### Aim of the task
Can you copy only the lines of the records from the line containing "of the blonde" through the end of the records, both included, keeping the request as is but multiplying each point coordinate in the answers by 1.25 and rounding to whole numbers, with halves rounded up?

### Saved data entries

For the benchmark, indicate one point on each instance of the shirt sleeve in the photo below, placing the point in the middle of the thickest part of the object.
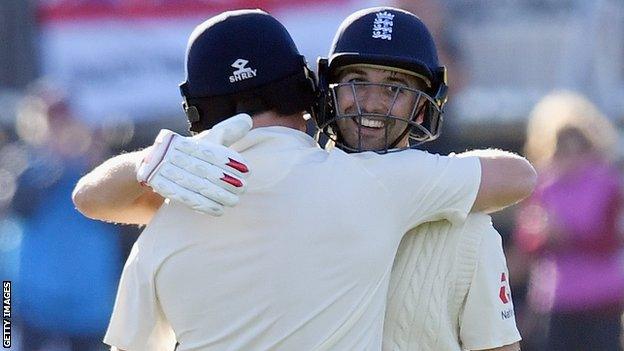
(426, 187)
(138, 322)
(488, 319)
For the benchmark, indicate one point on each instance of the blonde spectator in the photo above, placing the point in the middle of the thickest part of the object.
(569, 227)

### The reply
For the benchmark, indicate one point on each instance of the blonde spectator in the photo above, placing the point in the middle of the thickest part of the object.
(711, 284)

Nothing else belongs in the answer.